**Provided material:**
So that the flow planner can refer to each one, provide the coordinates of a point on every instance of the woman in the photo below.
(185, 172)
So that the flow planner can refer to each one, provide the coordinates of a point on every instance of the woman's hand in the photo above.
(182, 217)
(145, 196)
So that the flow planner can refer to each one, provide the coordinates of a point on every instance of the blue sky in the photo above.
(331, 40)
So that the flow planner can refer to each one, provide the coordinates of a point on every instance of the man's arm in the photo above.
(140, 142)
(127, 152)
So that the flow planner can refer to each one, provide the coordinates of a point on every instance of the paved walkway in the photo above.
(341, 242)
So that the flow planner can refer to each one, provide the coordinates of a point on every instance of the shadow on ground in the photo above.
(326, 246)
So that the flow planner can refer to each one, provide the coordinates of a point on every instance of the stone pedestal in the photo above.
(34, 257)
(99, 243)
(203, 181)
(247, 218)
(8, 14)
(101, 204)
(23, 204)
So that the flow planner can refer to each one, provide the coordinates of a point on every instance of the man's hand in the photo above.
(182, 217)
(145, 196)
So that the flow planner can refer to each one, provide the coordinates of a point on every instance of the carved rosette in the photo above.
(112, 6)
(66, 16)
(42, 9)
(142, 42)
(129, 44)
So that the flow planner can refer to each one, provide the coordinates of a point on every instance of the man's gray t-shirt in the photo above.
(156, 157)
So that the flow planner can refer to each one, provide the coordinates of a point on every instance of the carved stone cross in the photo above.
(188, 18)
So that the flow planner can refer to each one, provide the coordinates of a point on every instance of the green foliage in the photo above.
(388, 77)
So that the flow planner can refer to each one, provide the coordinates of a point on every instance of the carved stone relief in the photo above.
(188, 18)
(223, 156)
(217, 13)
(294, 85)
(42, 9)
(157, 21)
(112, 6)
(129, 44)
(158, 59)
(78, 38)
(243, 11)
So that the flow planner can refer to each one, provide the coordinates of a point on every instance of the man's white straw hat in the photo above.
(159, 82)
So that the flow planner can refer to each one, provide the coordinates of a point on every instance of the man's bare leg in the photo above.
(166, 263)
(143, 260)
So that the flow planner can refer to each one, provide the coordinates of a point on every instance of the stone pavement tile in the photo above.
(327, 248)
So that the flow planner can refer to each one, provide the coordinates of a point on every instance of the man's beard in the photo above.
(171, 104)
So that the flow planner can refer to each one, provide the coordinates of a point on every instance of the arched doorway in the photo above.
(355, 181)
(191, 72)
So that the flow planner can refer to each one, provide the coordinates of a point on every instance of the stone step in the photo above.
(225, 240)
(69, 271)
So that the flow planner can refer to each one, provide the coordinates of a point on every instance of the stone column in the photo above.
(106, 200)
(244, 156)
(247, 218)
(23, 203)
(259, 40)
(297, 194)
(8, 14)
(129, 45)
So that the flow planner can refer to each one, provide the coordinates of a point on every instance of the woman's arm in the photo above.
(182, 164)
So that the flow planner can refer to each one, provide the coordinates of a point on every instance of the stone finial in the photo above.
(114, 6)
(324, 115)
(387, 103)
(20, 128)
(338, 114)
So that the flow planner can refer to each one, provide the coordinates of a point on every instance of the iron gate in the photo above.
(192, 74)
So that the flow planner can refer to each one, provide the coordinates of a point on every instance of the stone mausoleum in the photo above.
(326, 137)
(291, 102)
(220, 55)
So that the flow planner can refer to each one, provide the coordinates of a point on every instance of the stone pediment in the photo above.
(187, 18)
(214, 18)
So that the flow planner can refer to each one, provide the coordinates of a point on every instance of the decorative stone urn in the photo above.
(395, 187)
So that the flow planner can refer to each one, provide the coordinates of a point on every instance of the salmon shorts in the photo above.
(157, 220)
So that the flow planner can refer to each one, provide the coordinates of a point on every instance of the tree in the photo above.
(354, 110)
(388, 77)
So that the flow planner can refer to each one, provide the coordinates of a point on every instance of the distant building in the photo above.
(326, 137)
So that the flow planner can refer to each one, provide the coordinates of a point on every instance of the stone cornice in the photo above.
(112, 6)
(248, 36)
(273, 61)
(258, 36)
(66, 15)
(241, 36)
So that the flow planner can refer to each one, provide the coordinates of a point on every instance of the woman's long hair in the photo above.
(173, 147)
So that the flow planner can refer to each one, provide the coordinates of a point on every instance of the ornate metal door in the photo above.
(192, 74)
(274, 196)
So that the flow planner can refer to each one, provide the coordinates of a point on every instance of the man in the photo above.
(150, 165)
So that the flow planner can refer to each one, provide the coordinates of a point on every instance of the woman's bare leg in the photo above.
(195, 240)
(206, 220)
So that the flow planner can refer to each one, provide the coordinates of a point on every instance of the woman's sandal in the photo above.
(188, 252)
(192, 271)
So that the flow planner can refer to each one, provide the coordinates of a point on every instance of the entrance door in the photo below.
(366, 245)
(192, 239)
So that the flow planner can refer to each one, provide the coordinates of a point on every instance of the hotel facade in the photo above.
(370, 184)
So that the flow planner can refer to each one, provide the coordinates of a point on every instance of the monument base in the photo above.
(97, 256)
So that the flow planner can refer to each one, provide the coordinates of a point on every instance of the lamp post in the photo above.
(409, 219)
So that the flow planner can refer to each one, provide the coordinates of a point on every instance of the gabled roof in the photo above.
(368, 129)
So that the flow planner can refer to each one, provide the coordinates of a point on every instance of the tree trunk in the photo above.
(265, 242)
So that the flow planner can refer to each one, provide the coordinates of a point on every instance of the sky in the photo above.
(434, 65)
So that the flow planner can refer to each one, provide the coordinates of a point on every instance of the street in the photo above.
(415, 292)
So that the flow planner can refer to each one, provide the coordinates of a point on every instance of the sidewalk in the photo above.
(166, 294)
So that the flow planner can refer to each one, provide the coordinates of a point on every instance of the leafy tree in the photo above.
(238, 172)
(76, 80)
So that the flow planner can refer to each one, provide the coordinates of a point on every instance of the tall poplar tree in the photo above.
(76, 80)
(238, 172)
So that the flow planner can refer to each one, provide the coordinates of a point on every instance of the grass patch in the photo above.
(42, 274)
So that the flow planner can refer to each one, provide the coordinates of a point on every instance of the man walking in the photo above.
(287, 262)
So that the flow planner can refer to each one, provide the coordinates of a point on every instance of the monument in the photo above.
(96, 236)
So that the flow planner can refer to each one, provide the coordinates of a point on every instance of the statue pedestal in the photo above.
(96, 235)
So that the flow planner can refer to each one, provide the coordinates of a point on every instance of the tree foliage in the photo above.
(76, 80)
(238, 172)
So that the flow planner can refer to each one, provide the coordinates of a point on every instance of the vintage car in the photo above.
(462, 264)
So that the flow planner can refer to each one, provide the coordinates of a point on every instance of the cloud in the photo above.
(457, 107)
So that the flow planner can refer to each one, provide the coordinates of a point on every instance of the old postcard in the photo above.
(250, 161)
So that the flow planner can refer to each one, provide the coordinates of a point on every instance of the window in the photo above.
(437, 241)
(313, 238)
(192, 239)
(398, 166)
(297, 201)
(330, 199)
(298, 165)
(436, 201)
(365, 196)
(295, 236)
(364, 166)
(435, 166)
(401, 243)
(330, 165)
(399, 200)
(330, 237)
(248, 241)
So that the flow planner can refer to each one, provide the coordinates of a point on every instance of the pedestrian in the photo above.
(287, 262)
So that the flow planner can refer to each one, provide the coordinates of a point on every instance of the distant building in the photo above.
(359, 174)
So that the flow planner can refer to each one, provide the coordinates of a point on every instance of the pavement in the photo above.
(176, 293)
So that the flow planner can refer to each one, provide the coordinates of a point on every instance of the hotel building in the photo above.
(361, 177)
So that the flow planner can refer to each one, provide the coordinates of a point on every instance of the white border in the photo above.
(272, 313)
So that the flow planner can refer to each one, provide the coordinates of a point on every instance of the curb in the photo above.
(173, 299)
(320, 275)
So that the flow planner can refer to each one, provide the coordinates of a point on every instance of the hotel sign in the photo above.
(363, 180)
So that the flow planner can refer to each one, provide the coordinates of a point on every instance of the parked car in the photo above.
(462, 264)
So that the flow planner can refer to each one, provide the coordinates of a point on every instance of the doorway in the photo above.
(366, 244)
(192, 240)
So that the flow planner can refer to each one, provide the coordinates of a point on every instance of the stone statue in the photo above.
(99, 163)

**What the exercise asks:** Reproduce verbatim the lines from the one containing "pedestrian in the photo above." through the final line of the records, both included.

**Problem solution:**
So that the flow planner can refer to each one, provide the coordinates of a point on every instance of the pedestrian in the photo above.
(287, 262)
So that the flow planner can refer to each one, provide the coordinates of a point on every instance of the distant building in the photo above.
(359, 174)
So that the flow planner can refer to each one, provide the coordinates of a point on every instance of the pavement in the photo above.
(176, 293)
So that the flow planner can refer to each one, provide the coordinates of a point on every instance of the hotel building in the photo above.
(361, 177)
So that the flow planner can refer to each one, provide the coordinates of a point on every instance of the white border in the photo above.
(272, 313)
So that the flow planner can refer to each one, provide the coordinates of a point on every instance of the curb in the photo above.
(173, 299)
(320, 275)
So that the flow planner can refer to each one, provide the coordinates of a point on every instance of the hotel sign in the photo above.
(363, 180)
So that the flow planner can refer to each one, provide the coordinates of a point on every instance of the parked car in the photo above.
(462, 264)
So that the flow planner can refer to each one, provide the coordinates of a point on every instance of the doorway in the photo above.
(366, 244)
(192, 240)
So that the flow planner can refer to each one, provide the coordinates of a point on every instance of the stone statue in the photo above.
(99, 163)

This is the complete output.